Pueblo no es masa o, como lo pusieron algunos de moda, «gente». Los antiguos romanos sí que lo tenían clarísimo: aquello de «populesque romanus» no le cabía sino al individuo soberano titular consciente de sus derechos, pero cumplidor también de sus deberes. Evocando a Briceño-Yragorri, hay que decir que lo de ser pueblo, antes que aludir a una categoría política, supone un común denominador histórico que nos dé identidad y del que francamente hoy carecemos.
No somos un pueblo histórico porque en algún momento de nuestro devenir reciente dejamos en el hombrillo los valores y las convicciones que una vez nos amalgamaron como tal para entregarnos en brazos del desmadre rentista, ya en su versión «cuarenta años» o en la «roja». La vida personal y política arreglada al rentismo petrolero nos hizo sumisos y dúctiles. Ocurrió en los 70 y 80, cuando la Venezuela feliz corría en avalancha a abordar el famoso vuelo 445 de la Pan American para irse de compras a Miami. Y sigue ocurriendo hoy todavía, cuando nos ufanamos de pasear por nuestras «pequeñas Manhattan» mirando tiendas de lujo o libando en exclusivos botiquines en los que las veladas puede que terminen a tiros, convencidos de que «Venezuela se arregló». Fue lo que terminamos siendo.
Así las cosas, la política, continuaba diciendo el pensador trujillano, «dejó de verse…como una actitud moral puesta al servicio del pueblo» reduciéndose a «un sistema encaminado a lograr cada quien su parcela de influencia en el orden de la república». Ese liderazgo opositor de hoy, política y moralmente cuestionado, que nos avergüenza dentro y fuera de Venezuela, no surgió «ex nihilo»: fuimos nosotros, el pueblo que ya no somos, quienes los pusimos allí, endiosándolos, erigiéndoles altares de popularidad a la manera de «rock stars», contribuyendo a crear un archipiélago de micropartidos y «fuerzas» a cuyo mando con frecuencia elevamos a antiguos jefes de condominio convencidos de ser personas de estado.
Lo mismo sea dicho del campo chavista, en el que hoy son sus propios dirigentes regionales los que denuncian la desfachatez de sus mandos. El reciente testimonio de una diputada regional zuliana lo deja claro. A unos y otros los pusimos nosotros, el otrora «bravo pueblo» cantado por Vicente Salias que hoy no alcanza a reunir para pagar la radiografía que necesita el abuelo enfermo.
········
**Tarea**
Según el texto sobre el pueblo venezolano, ¿qué vuelo abordaba la Venezuela feliz de los 70 y 80 para irse de compras a Miami?

[Entradas guardadas]
········
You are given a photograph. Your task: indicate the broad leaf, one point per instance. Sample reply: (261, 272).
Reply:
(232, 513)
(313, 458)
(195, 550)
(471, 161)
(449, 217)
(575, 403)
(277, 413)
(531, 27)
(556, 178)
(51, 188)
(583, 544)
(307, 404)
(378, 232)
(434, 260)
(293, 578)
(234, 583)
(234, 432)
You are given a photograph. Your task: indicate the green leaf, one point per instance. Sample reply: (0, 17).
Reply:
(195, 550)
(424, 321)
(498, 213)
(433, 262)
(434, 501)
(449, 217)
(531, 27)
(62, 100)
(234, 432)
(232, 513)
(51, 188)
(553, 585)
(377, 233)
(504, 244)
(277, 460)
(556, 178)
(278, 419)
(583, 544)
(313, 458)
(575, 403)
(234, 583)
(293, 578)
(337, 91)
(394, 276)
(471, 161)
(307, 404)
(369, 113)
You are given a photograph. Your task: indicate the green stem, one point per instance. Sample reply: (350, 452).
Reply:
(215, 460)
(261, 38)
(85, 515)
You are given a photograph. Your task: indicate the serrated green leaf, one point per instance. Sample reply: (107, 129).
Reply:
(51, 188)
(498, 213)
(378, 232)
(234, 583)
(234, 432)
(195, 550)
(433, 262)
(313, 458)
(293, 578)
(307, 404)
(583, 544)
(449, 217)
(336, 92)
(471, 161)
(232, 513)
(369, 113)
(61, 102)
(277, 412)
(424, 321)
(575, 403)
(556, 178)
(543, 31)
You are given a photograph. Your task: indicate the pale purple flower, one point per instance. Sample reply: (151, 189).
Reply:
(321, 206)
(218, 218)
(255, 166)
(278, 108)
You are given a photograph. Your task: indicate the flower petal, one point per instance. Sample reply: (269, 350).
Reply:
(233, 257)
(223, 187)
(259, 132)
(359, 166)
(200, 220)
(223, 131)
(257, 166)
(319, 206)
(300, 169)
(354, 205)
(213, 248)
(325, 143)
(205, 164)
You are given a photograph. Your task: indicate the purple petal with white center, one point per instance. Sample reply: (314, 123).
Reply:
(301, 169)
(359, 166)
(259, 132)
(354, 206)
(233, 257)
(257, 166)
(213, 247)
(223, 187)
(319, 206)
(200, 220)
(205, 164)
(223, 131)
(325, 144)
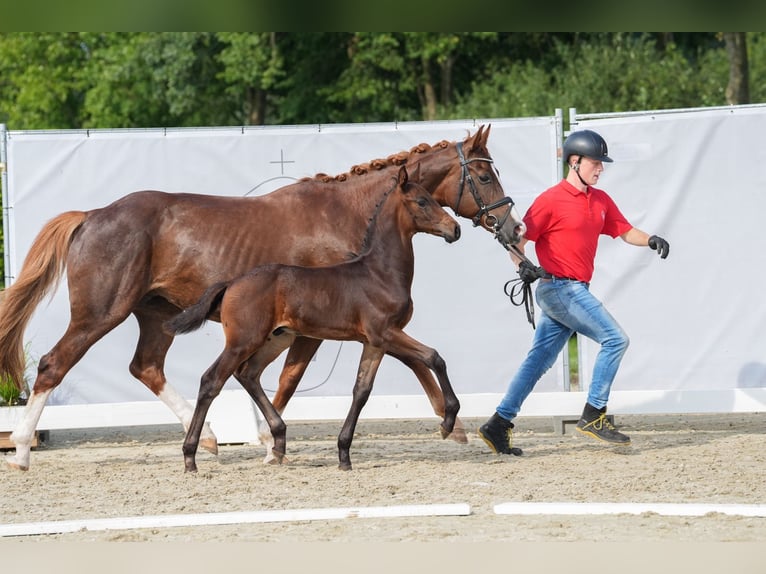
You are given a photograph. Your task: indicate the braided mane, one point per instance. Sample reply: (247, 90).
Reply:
(399, 158)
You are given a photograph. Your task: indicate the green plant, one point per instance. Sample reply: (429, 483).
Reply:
(10, 394)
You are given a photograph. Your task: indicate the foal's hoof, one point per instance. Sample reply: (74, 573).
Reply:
(445, 433)
(458, 435)
(275, 457)
(210, 445)
(15, 465)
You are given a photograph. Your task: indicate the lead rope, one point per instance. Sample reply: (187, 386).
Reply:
(520, 292)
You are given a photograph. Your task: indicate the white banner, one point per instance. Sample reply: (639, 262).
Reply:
(695, 320)
(460, 308)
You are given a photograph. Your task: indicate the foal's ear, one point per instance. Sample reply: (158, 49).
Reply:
(403, 176)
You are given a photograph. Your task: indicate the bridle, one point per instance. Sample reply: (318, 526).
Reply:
(518, 288)
(484, 209)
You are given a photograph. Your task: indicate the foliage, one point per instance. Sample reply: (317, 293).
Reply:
(57, 80)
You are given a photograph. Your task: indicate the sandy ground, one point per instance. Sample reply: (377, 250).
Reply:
(102, 473)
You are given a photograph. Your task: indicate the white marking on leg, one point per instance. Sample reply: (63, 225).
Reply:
(183, 410)
(25, 431)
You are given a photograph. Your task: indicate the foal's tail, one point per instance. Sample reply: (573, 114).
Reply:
(40, 274)
(195, 316)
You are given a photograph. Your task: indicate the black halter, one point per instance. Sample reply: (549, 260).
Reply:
(484, 209)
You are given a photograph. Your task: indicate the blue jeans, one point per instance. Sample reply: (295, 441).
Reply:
(568, 307)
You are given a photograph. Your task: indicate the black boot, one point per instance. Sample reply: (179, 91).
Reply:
(496, 432)
(594, 423)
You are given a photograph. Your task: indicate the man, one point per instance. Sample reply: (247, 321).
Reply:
(565, 222)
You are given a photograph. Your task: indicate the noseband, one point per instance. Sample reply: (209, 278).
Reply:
(484, 209)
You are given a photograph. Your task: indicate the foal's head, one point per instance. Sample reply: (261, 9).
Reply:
(426, 215)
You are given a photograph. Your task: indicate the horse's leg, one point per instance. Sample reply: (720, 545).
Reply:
(51, 369)
(148, 366)
(368, 367)
(297, 361)
(402, 345)
(435, 397)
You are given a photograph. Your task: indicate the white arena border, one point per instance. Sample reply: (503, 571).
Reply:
(604, 508)
(222, 518)
(234, 417)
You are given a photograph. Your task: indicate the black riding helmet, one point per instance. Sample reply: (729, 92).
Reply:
(586, 143)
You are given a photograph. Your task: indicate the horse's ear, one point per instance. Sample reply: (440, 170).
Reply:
(480, 138)
(403, 176)
(415, 175)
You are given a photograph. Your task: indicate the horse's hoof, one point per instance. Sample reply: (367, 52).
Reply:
(275, 457)
(459, 436)
(210, 445)
(445, 433)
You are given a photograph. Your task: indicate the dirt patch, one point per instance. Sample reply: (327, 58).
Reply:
(102, 473)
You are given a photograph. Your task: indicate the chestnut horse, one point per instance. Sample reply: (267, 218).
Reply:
(153, 254)
(365, 299)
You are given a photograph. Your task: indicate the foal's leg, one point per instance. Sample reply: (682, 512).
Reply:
(249, 376)
(148, 367)
(210, 387)
(434, 394)
(368, 368)
(297, 361)
(402, 345)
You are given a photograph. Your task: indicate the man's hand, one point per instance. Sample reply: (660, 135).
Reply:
(529, 273)
(659, 245)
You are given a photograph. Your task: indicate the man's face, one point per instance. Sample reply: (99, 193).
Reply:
(590, 170)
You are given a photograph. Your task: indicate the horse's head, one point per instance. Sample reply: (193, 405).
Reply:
(427, 215)
(471, 188)
(495, 212)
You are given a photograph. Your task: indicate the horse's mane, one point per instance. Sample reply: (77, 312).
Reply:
(379, 164)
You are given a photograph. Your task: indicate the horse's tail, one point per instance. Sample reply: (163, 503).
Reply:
(195, 316)
(40, 274)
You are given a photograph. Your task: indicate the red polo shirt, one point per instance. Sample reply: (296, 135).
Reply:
(565, 224)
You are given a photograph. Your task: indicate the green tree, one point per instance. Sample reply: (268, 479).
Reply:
(41, 83)
(162, 79)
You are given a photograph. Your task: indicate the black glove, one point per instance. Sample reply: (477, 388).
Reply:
(529, 273)
(659, 245)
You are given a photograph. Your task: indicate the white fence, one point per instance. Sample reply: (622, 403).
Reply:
(691, 176)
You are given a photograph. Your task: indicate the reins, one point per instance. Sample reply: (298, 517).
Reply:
(484, 209)
(520, 288)
(520, 291)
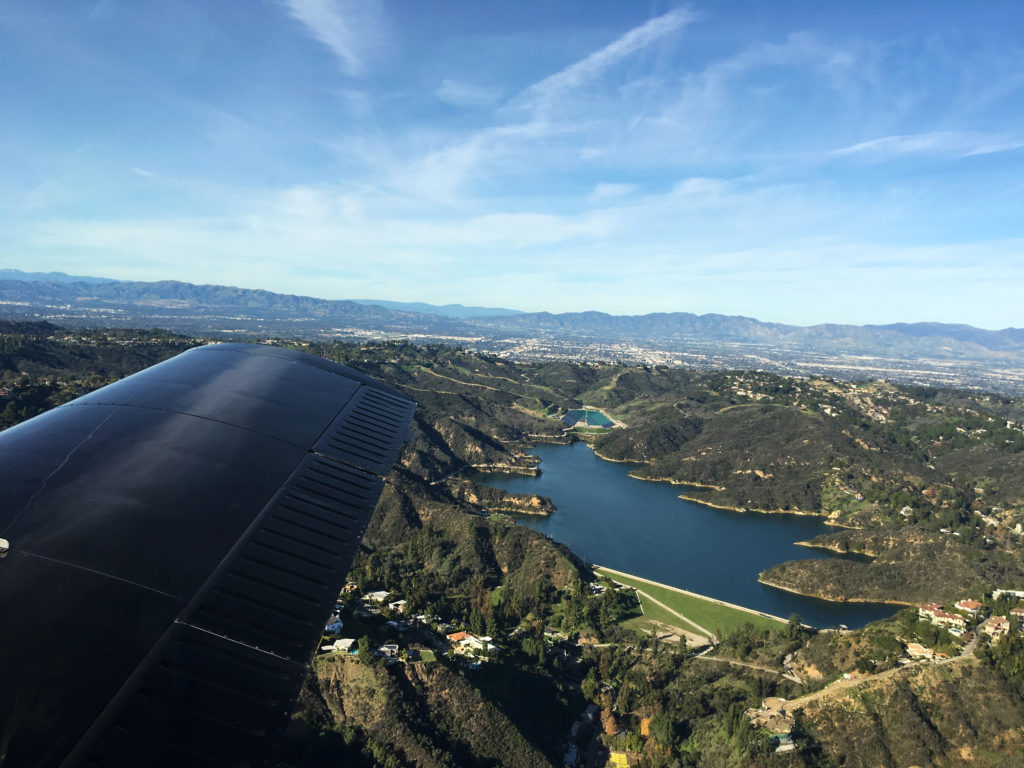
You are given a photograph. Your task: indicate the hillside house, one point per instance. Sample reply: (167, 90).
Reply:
(969, 606)
(933, 612)
(1017, 614)
(341, 645)
(916, 650)
(995, 627)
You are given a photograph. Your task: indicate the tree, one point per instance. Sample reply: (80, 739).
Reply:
(366, 650)
(608, 722)
(590, 685)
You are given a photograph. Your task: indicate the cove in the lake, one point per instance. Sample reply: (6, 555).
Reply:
(644, 528)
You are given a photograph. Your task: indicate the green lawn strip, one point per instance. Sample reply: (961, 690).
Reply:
(705, 612)
(652, 612)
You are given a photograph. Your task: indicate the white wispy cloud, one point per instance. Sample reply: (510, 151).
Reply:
(341, 26)
(591, 67)
(461, 93)
(936, 142)
(606, 189)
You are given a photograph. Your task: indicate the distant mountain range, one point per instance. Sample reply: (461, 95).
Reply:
(711, 340)
(445, 310)
(49, 276)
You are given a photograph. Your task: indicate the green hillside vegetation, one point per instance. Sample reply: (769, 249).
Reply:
(921, 460)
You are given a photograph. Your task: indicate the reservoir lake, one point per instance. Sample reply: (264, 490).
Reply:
(644, 528)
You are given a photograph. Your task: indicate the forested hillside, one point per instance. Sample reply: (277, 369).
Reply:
(926, 482)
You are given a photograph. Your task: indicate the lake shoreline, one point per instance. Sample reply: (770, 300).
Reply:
(839, 600)
(696, 595)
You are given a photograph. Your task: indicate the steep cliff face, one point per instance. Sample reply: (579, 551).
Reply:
(411, 715)
(496, 500)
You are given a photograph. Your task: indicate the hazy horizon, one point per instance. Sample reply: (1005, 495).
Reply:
(795, 163)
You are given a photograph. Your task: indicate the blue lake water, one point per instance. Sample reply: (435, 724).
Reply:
(644, 528)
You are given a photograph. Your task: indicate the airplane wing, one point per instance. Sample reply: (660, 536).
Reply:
(171, 547)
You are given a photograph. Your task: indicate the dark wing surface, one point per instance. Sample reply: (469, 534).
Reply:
(175, 543)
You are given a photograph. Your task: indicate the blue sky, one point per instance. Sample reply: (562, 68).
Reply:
(795, 162)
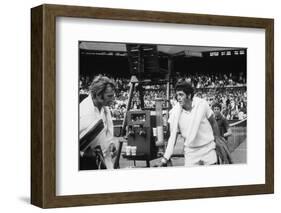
········
**Respuesta**
El vuelo 445 de la Pan American.